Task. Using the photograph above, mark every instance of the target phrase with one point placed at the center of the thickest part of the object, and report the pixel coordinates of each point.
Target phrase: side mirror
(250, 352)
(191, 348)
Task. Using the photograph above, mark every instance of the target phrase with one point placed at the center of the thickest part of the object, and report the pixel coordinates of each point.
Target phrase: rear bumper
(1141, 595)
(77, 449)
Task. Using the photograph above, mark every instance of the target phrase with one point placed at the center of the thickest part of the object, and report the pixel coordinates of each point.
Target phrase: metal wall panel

### WORK INSTRUCTIONS
Copy out exactly the lines running from the line with "Target phrase: rear bumper" to the end of the records, inclusive.

### OUTPUT OF THE TASK
Target phrase: rear bumper
(1141, 595)
(77, 449)
Task. Using the photograph above, mark every instance of the target phrase with one point placed at the center of the thickest part of the object, and report the pixel coordinates of each point.
Target phrase: metal wall panel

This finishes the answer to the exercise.